[[ The records open ]]

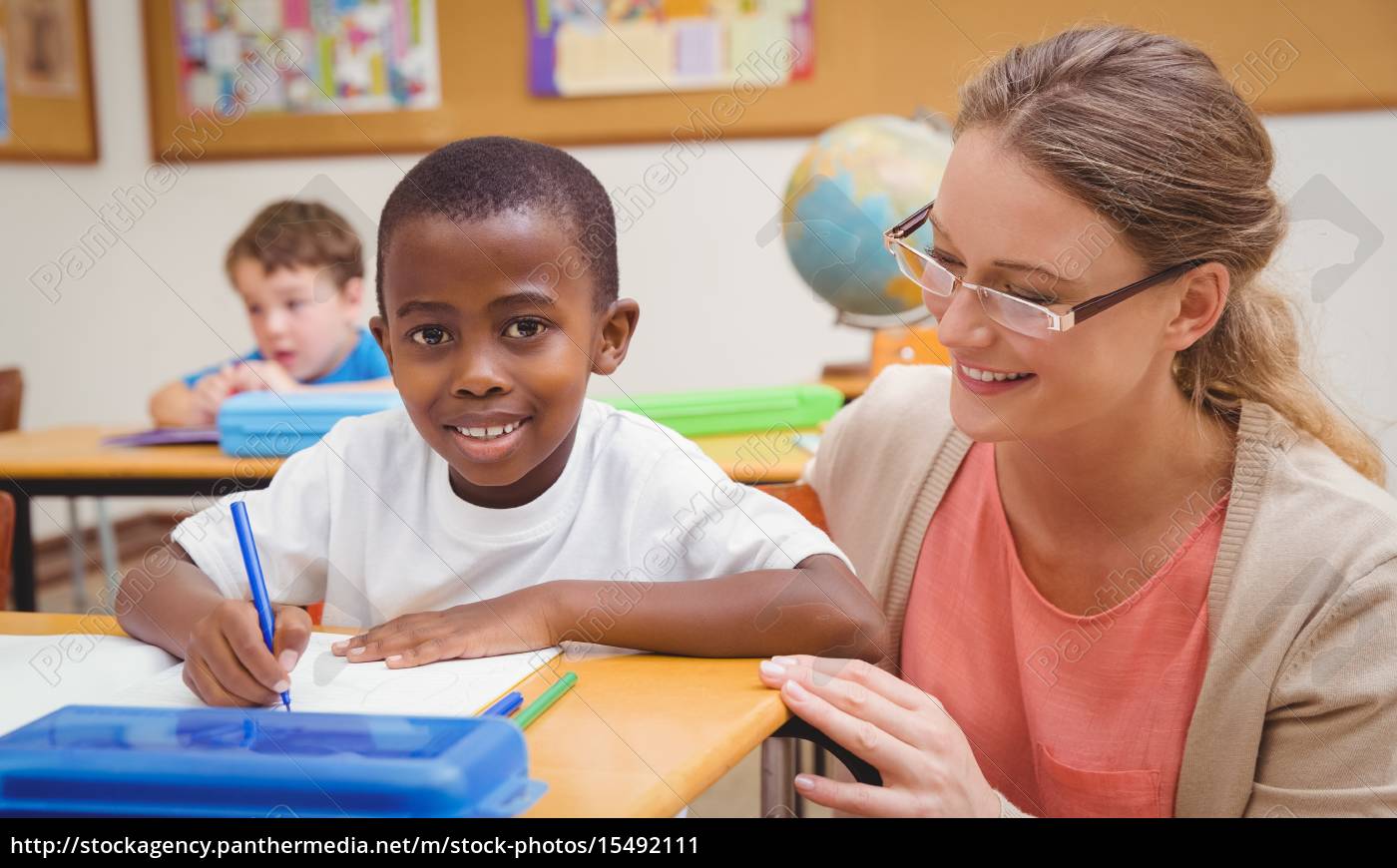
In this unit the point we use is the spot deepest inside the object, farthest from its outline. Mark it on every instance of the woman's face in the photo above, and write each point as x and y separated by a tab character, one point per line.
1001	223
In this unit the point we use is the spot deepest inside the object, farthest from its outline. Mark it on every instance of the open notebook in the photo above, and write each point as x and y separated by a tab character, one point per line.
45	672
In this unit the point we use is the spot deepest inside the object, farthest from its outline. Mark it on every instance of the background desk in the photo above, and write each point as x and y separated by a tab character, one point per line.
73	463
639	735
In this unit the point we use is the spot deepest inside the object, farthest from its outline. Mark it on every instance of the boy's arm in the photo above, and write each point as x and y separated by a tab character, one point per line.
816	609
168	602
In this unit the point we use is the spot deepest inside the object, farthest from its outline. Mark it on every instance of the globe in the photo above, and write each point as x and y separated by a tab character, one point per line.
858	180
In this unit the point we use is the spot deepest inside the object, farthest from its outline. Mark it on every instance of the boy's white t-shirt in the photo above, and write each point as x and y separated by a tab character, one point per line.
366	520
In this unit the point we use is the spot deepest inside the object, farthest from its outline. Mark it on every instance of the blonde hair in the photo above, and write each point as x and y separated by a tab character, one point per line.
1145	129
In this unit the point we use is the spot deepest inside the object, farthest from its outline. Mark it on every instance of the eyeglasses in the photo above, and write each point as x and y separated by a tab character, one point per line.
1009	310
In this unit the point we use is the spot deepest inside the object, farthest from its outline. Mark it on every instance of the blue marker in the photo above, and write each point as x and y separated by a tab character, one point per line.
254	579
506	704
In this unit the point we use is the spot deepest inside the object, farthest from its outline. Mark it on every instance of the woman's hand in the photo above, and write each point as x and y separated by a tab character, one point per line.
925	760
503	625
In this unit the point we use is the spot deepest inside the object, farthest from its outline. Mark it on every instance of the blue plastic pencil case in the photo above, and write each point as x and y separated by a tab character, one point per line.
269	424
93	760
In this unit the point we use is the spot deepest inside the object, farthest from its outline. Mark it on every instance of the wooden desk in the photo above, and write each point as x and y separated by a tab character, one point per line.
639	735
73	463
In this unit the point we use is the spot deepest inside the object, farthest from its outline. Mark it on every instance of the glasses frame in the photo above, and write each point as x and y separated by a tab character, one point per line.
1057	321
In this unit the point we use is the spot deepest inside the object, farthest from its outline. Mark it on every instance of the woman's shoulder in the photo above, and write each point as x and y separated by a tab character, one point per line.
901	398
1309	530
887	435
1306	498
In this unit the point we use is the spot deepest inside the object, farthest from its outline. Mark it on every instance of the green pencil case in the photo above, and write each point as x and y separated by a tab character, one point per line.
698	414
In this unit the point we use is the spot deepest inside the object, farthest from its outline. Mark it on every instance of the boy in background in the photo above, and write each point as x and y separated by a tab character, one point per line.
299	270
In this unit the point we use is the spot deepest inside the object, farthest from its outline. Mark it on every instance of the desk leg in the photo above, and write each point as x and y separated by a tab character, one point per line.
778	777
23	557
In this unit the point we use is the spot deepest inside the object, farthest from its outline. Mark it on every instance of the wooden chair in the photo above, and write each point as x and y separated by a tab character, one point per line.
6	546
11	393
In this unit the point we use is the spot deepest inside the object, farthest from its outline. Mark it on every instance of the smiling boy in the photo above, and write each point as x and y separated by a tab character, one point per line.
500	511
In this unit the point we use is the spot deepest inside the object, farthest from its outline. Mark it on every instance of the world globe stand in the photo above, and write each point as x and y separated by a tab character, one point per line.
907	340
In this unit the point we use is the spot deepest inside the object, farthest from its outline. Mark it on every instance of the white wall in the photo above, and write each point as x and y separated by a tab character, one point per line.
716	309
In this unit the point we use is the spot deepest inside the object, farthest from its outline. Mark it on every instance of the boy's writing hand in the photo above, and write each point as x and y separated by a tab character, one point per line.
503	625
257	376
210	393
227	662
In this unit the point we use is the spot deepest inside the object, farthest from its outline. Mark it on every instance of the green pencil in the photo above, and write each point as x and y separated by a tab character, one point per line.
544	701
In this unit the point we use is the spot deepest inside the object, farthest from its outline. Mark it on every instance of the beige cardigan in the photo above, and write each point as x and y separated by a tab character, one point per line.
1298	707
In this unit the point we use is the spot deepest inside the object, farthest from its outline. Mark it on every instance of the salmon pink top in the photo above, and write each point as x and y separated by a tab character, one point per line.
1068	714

[[ The records closed ]]

Exercise prompt: Output each record above word for word, leaving out images.

Response to the task:
In this unit the point we use is the spot deepest inside the object, farthest from its outline. Mark it on every instance of the woman's face in the photo above, and write each point as x and y separated by a tab character, one point per line.
1001	223
In this unit the point we use is the spot deepest inside the object, farthest from its outline. Mark it on every instance of the open notebook in the photo above, and write each point as x and y separated by a tab character, one point per line.
45	672
In this unit the point we use is the spot deepest inside the object, farthest from its outline. Mark it on every instance of the background desk in the photo above, and write each point as x and y separated by a tab character, one point per line.
73	463
639	735
In this unit the point we use is the spot deepest inside the object, farthest from its outline. Mark it on every instance of the boy's arm in the photo above, and write each point as x and y separated by a tab character, one point per line.
816	609
168	602
In this unit the point we use is the spot deepest inside the object, farthest from its outline. Mark it on every instance of the globe in the photo above, and write each point as x and y separated by a tab character, one point per line.
858	180
In this unit the point we use is the spot deepest inside the object, farthest from its outline. Mark it on every instance of the boy's white t-shirt in the photo above, and write each point as x and y separated by a tab character, one point per line.
366	520
In this unit the point we use is the spot deepest inside the object, farthest from its outline. Mark it on every instance of the blonde hair in the photo above, and write each point as x and y separated by a tab character, one point per line.
1145	129
In this unit the point we use is the spot deepest inside the object, farthest from its outline. Mark it on every instance of the eyeglasses in the photo above, and write each point as x and y separated by a tab character, one point per line.
1009	310
In this unit the point we use is the spot deepest inside the object, farthest from its outline. Mark it on every instance of the blue marker in the photo above, and write each point as x and y separated by a tab character, one point per line.
254	579
506	704
In this unit the point we use is the spot deepest inside the object, farthest from its outline. Mark it on every instance of the woman's hand in the photo above, and write each point as x and y separated by a tab character, one point per line.
925	760
503	625
In this unit the point we use is the spot deepest inside the object, farthest from its outline. Mark it on every instance of the blue plastic pencil case in the photo above, and write each point as x and y separated by a tab character, one point per line.
269	424
93	760
In this unit the point we use is the spot deepest inside the object, farthest from its outline. Mark it on every instance of the wooden desk in the photo above, and write each point as x and y separated by a tab character, one point per line.
639	735
73	463
In this unit the point we use is the spot deepest inside the object, farthest from its outline. Mark it on every instance of the glasses frame in the photo above, and write each point as x and y separated by a tab character, one point per line.
1057	321
In this unit the point we use is the spot deepest inside the object, farthest from its outline. Mark it on every instance of the woman's shoulder in the photo above, and write each point as x and y separated by a tab character, one point per line.
901	398
1309	530
887	435
1306	498
In this unit the point we use is the spot deepest inside the object, farthest from its outline. Mark it on every instance of the green pencil case in the photo above, and write each point as x and y separated by a tab character, one point per line.
698	414
In this unit the point we use is the spot deepest inside the object, farthest from its outline. Mark it on every instance of the boy in background in the photo above, and write each point as x and y separated by a tab character, one point per line.
299	270
In this unit the point we use is the spot deepest inside the object, farthest from its outline. Mark it on every instance of the desk leg in the photo above, and write each point as x and y separated by a tab character, one point per line.
778	777
23	557
In this unit the point we use is the spot deepest inside the object, farthest from its outline. Mark it on every instance of the wooden chair in the photo above, and write each point as x and y separated by a tab character, one point per line.
6	546
11	393
In this unit the point we use is the spot deepest inside the object, farthest from its outline. Mark it on every instance of the smiling boy in the photo above, and write each point as x and y separated by a tab character, one point per line.
500	511
In this unit the point we use is the spot deepest inside the object, farthest from its outline. Mark it on every instance of the world globe stand in the photo above, and write each point as x and y separated by a tab character, one point per line.
907	340
In this unit the point we use is the spot deepest inside the object, farthest from its outline. Mark it on every instance of the white wall in the photo above, and write each point as x and y separated by a tab character, one point per line.
716	309
In this unit the point we use is the spot deepest inside the object, farthest from its outline. Mark it on every instance of the boy's writing hand in the photo above, and write each point as x and y separated by a tab character, one point per line.
503	625
257	376
210	393
227	662
In this unit the point we use is the spot deepest inside the object, farthest from its outline. Mark it on every instance of the green pencil in the photo above, and write each point as x and y separated by a tab character, one point per line.
544	701
In this unit the point we use is the spot deepest inside the object, farthest from its outline. Mark it on every instance of the beige cardigan in the photo above, and write each point as x and y separated by a tab character, one point per line.
1298	707
In this unit the point we use is the spot deepest inside the object, farthest from its outline. Mark it on every instance of the salmon pink top in the photo above, and write each point as x and y separated by a tab character, one point per line.
1068	714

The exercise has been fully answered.